• [Testo di partenza]:
Storia Che Passione
Accadde oggi: 29 settembre

Accadde oggi: 29 settembre

Almanacco del 29 settembre, anno 1538: una violentissima eruzione nei Campi Flegrei porta alla formazione del Monte Nuovo, il più recente edificio vulcanico della caldera, e alla distruzione totale del borgo medievale di Tripergole. E pensare che oggi il Monte Nuovo è un silenzioso cono ricoperto di macchia mediterranea. Al contrario la sua genesi fu scaturita da un evento catastrofico, che cambiò per sempre la fisionomia del territorio flegreo.

Accadde oggi: 29 settembre

Il contesto era già da tempo segnato da fenomeni anomali. Già nei decenni precedenti, gli abitanti di Pozzuoli e dintorni avevano sperimentato l’inquietudine del bradisismo. Che cos’è? Il lento sollevamento e abbassamento del suolo, che mutava la linea di costa e faceva riaffiorare o sommergere intere porzioni di terra. A ciò si aggiungevano frequenti terremoti, divenuti particolarmente intensi e continui tra il 1536 e il 1537, fino a raggiungere il culmine nei giorni immediatamente precedenti l’eruzione, quando le scosse si susseguivano senza tregua. Più di venti solo il 27 settembre, secondo le cronache.

Il 28 settembre, vigilia dell’evento, si verificò un fenomeno straordinario. Le fonti dicono come il mare si ritirò di circa 370 metri. L’indietreggiamento lasciò scoperti i fondali e grandi quantità di pesci agonizzanti che i puteolani raccolsero in massa. Questo arretramento delle acque era il segnale evidente di un sollevamento improvviso del terreno, calcolato in oltre sette metri.

29 settembre eruzione del 1538

La mattina del 29 settembre, giorno di San Michele, sembrò l’inferno. Nella valle compresa tra il Monte Barbaro, il lago d’Averno e la linea di costa, il suolo dapprima sprofondò, poi si rigonfiò “come pasta che cresce”, scrissero i cronisti. Verso sera, intorno alle 20, la tensione sotterranea ruppe ogni equilibrio. La terra collassò, si aprì una vasta voragine, e da lì si scatenò il putiferio. Fuoco, fumo, ceneri fangose, pietre incandescenti e boati continui iniziarono a eruttare, cancellando in poche ore il villaggio di Tripergole. Il suo castello, le sue chiese, l’ospedale voluto dagli Angioini, le osterie e le terme romane che avevano reso celebre la località sin dall’antichità. Tutto svanì in un breve arco di tempo.

• [Consegna 1]: Ricopia dal testo sull'eruzione del Monte Nuovo il brano che va da "Storia Che Passione" fino a "del territorio flegreo.", quest'ultimo compreso.
• [Consegna 2]: Secondo il testo sull'eruzione del Monte Nuovo, di quanto si ritirò il mare il 28 settembre?
• [Consegna 3]: Continua il racconto sull'eruzione del Monte Nuovo dopo l'ultima frase riportata.
Le righe qui sotto non hanno alcun legame con il testo di partenza.

• [Righe fornite]:

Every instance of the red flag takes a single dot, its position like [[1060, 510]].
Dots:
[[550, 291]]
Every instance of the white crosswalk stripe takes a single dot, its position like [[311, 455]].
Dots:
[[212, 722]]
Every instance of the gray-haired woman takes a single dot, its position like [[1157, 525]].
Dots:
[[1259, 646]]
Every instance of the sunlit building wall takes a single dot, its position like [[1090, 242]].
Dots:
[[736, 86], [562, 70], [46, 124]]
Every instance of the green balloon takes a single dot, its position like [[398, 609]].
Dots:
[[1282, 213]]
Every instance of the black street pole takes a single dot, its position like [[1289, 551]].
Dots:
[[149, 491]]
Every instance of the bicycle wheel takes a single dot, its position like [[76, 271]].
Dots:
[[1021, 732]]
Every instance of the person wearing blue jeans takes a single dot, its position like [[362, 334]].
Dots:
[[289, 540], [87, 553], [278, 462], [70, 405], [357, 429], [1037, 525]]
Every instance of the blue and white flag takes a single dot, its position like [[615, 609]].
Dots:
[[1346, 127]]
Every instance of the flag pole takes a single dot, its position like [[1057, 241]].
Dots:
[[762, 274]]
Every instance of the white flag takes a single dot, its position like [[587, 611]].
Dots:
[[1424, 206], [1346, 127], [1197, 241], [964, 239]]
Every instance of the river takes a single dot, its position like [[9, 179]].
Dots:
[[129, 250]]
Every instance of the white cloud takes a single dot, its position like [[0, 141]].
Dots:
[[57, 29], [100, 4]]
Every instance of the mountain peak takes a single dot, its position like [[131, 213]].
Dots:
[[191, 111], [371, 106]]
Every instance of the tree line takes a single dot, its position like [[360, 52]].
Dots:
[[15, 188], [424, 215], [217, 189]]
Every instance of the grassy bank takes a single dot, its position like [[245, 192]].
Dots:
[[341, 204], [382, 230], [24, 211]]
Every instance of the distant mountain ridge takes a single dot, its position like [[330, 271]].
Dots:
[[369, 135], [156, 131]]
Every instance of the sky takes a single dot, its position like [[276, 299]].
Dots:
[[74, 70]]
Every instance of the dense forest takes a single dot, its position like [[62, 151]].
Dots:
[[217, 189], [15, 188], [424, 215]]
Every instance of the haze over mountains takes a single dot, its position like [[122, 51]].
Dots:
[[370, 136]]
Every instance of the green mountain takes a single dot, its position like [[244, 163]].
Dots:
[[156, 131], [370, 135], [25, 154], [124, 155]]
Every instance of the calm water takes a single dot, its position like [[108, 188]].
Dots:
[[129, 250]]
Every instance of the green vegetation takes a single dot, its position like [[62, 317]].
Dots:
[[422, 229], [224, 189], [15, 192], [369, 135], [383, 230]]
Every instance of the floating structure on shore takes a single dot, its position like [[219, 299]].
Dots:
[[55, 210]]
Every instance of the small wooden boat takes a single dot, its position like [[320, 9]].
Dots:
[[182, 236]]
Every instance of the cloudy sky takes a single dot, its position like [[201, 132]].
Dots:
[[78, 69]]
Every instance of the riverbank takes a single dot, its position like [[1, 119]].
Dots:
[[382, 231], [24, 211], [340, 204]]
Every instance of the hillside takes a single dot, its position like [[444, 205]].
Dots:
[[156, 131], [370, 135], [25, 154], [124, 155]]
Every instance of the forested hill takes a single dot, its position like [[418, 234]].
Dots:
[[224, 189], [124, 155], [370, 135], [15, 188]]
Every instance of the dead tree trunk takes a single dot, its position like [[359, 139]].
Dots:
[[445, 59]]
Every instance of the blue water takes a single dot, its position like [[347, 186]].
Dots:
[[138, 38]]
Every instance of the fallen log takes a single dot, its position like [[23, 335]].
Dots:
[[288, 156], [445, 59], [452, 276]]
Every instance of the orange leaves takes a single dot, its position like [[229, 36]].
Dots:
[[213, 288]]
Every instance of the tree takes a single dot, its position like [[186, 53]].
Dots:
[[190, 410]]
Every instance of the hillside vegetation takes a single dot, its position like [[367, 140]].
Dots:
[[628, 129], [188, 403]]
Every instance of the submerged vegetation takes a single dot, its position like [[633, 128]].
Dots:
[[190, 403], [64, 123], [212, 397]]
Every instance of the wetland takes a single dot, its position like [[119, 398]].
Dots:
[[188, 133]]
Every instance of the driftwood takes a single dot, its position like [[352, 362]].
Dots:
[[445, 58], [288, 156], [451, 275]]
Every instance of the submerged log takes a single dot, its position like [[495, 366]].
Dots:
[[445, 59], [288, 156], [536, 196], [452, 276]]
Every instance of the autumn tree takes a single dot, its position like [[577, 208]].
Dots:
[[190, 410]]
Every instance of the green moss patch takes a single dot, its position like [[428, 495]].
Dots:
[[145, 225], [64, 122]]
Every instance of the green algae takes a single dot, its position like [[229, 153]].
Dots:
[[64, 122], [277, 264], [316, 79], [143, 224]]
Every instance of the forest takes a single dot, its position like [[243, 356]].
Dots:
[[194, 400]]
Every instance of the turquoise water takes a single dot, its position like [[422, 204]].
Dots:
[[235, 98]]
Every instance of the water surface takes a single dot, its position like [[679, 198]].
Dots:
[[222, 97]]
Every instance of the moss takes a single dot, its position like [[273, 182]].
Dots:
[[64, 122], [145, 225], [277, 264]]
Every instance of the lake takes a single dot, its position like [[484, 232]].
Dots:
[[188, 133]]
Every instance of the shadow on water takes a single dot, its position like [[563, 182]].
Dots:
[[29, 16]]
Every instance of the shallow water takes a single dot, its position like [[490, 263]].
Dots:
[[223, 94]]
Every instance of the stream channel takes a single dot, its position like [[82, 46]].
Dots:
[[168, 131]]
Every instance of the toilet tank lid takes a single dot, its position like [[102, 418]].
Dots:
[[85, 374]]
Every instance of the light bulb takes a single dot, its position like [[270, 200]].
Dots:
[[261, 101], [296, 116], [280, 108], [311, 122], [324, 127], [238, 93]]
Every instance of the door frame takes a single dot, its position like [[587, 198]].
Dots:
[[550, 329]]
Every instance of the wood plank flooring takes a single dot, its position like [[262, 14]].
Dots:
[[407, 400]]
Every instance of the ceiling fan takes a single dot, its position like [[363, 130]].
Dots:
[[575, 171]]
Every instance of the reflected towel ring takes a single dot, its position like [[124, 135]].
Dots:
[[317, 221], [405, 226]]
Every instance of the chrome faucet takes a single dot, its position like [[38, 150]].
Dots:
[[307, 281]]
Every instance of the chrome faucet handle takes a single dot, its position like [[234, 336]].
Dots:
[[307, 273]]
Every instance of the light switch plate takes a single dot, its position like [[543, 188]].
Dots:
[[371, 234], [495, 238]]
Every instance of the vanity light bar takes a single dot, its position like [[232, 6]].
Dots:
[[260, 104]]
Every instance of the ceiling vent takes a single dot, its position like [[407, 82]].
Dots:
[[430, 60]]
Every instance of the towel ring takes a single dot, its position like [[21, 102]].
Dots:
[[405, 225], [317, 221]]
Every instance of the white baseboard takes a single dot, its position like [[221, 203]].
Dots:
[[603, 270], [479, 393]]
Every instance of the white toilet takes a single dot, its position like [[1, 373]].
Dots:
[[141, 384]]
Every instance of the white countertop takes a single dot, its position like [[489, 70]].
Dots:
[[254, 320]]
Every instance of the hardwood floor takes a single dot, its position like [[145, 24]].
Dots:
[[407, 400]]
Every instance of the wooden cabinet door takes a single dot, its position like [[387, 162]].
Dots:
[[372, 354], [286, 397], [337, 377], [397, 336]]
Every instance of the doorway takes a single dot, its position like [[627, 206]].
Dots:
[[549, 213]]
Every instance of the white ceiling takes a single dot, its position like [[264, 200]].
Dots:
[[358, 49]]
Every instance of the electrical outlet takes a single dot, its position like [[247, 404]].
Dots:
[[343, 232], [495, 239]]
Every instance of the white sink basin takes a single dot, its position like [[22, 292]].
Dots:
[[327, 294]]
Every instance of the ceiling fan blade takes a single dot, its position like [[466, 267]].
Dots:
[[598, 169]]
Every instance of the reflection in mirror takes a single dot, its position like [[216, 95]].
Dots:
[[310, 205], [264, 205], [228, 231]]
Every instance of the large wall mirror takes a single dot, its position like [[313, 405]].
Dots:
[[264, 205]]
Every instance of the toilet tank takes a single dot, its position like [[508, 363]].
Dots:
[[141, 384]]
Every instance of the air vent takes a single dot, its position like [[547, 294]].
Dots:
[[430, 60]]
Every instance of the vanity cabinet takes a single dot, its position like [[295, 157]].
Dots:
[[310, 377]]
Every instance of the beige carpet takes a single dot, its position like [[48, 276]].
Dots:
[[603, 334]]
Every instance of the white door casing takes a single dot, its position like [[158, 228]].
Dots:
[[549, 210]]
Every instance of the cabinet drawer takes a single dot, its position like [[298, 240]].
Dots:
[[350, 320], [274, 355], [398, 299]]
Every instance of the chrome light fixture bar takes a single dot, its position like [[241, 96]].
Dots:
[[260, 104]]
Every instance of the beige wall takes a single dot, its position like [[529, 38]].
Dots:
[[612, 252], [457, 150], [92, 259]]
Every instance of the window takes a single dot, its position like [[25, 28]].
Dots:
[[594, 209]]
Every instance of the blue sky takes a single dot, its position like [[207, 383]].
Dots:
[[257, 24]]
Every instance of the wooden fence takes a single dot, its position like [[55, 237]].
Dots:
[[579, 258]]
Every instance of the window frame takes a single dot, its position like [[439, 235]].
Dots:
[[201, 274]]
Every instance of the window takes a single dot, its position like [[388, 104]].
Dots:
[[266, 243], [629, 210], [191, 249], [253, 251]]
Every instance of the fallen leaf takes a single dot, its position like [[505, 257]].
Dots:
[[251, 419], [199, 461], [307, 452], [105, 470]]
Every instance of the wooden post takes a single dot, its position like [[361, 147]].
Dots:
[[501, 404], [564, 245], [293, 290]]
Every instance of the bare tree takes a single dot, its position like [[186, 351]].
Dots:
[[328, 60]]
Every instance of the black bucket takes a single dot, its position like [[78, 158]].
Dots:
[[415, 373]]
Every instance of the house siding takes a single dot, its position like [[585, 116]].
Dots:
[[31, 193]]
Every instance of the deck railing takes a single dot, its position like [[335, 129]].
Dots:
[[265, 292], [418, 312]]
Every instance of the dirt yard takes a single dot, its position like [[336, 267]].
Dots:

• [Spazio risposta 1]:
Storia Che Passione
Accadde oggi: 29 settembre

Accadde oggi: 29 settembre

Almanacco del 29 settembre, anno 1538: una violentissima eruzione nei Campi Flegrei porta alla formazione del Monte Nuovo, il più recente edificio vulcanico della caldera, e alla distruzione totale del borgo medievale di Tripergole. E pensare che oggi il Monte Nuovo è un silenzioso cono ricoperto di macchia mediterranea. Al contrario la sua genesi fu scaturita da un evento catastrofico, che cambiò per sempre la fisionomia del territorio flegreo.

• [Spazio risposta 2]: Di circa 370 metri.

• [Spazio risposta 3]:
La popolazione fuggì atterrita verso Napoli, mentre le ceneri cadevano fitte su Pozzuoli e persino sul capoluogo. Il villaggio termale sparì per sempre, insieme al Monticello del Pericolo, alla villa di Cicerone e alle sorgenti termali frequentate sin dall’epoca romana. Con quell’eruzione non si cancellava soltanto un borgo, ma secoli di continuità storica e culturale.

29 settembre formazione Monte Nuovo nei Campi Flegrei

Nel giro di 48 ore, la furia della natura completò la sua opera. Il Monte Nuovo si era formato, un cono alto circa 133 metri, che modificava radicalmente la geografia dell’area. Nei giorni successivi l’attività continuò con fasi alterne, con momenti di calma apparente che si alternavano a improvvise riprese esplosive. Particolarmente drammatica fu l’ultima, il 6 ottobre, quando una violenta esplosione colse di sorpresa molti curiosi saliti sul nuovo vulcano: 24 di loro persero la vita, vittime della fascinazione e dell’imprudenza.

I danni più gravi rimasero circoscritti a un raggio di circa un chilometro, ma le conseguenze si avvertirono a grande distanza. Pozzuoli fu coperta da 30 centimetri di ceneri, Napoli da 2, mentre i venti trasportarono polveri leggere fino in Calabria e in Puglia. Inoltre, il Lago Lucrino subì una drastica riduzione della sua estensione, riducendosi a un decimo rispetto alla superficie che aveva in epoca romana.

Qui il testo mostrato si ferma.